▶ [Exercise a]
Find each line in the rows that contains the string "wall" and copy those lines out. Case counts.
## Start Document excerpt
The Rebellious Image
Kreuzberg’s "Werkstatt für Photographie" and the Young Folkwang Scene in the 1980s
December 9, 2016 – February 19, 2017
The working-class district of Kreuzberg at the end of the 1970s on the outer edge of West Berlin – and yet the lively center of a unique transatlantic cultural exchange. In the midst of the Cold War, the newly founded Werkstatt für Photographie (Workshop for Photography) located near Checkpoint Charlie started an artistic "air lift" in the direction of the USA, a democratic field of experimentation beyond traditional education and political and institutional standards. A special artistic approach emerged from a dialog between renowned photographers and amateurs, between conceptual approaches and documentary narrations, between technical mediation and substantive critique and altered the styles of many photographers over time thanks to its direct access to their reality. The Werkstatt für Photographie reached the highest international standing with its intensive mediation work through exhibitions, workshops, lectures, image reviews, discussions and specialized courses.
## End Document excerpt
▶ [Exercise b]
Rewrite the paragraph of the exhibition text that begins "The working-class district of Kreuzberg" as a short bulleted list that keeps its main facts.
## Start Input records
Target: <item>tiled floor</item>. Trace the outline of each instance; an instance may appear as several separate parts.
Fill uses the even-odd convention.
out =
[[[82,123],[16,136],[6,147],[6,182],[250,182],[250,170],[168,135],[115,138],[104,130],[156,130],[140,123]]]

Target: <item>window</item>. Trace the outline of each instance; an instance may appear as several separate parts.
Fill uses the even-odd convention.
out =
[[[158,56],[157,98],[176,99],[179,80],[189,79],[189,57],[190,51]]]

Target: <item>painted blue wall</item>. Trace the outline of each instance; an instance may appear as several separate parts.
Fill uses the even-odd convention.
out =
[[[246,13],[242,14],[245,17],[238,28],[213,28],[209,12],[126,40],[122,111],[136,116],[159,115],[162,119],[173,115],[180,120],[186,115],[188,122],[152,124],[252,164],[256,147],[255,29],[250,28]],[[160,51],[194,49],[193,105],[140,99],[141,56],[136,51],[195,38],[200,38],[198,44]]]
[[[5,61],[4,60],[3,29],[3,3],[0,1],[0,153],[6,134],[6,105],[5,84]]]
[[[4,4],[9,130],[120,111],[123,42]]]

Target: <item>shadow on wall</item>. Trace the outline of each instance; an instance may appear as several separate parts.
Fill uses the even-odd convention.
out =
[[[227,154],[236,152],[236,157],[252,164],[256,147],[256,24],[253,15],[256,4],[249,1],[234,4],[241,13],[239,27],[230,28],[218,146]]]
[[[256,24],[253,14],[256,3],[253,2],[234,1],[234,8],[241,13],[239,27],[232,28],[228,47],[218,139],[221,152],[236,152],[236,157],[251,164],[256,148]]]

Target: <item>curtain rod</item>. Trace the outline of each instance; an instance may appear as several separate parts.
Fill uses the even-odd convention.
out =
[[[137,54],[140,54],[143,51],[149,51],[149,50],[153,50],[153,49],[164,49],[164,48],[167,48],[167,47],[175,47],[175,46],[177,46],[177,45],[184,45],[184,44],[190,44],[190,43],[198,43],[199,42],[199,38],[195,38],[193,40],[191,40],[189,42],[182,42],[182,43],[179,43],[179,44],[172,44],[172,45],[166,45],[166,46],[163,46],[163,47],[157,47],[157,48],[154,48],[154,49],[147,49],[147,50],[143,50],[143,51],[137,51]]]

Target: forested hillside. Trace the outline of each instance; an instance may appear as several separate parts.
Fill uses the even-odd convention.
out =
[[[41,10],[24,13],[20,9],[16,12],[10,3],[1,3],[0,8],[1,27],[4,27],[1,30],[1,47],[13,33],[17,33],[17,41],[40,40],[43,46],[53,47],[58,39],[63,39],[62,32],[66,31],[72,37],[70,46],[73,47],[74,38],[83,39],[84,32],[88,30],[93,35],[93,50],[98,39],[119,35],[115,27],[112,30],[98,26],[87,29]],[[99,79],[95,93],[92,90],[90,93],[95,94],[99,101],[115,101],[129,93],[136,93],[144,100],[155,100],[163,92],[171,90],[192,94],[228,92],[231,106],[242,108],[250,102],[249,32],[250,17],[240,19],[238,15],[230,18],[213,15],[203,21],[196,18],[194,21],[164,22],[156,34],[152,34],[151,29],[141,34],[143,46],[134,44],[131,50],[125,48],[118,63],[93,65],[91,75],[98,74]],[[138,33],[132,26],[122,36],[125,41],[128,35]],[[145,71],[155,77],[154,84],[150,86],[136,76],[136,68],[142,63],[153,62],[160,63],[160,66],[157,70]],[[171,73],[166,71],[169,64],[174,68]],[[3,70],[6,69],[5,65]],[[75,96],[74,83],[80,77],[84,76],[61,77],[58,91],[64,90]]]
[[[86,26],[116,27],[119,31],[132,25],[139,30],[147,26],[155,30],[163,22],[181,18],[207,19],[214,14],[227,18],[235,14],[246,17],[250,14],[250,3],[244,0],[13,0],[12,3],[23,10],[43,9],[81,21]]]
## End Input records
▶ [Task answer a]
Target: <item>painted blue wall</item>. Trace the outline of each instance; an instance may appear as several separate parts.
Target: <item>shadow on wall</item>. Trace the outline of each instance; an instance may appear as several separate parts.

▶ [Task answer b]
- At the end of the 1970s, Kreuzberg was a working-class district on the outer edge of West Berlin, yet it was the lively center of a unique transatlantic cultural exchange.
- During the Cold War, the newly founded Werkstatt für Photographie (Workshop for Photography), near Checkpoint Charlie, started an artistic "air lift" toward the USA. It was a democratic field of experimentation beyond traditional education and political and institutional standards.
- A special artistic approach grew out of a dialog between renowned photographers and amateurs, conceptual approaches and documentary narrations, and technical mediation and substantive critique. Because it had direct access to their reality, it changed many photographers' styles over time.
- Its intensive mediation work brought it the highest international standing. That work included exhibitions, workshops, lectures, image reviews, discussions and specialized courses.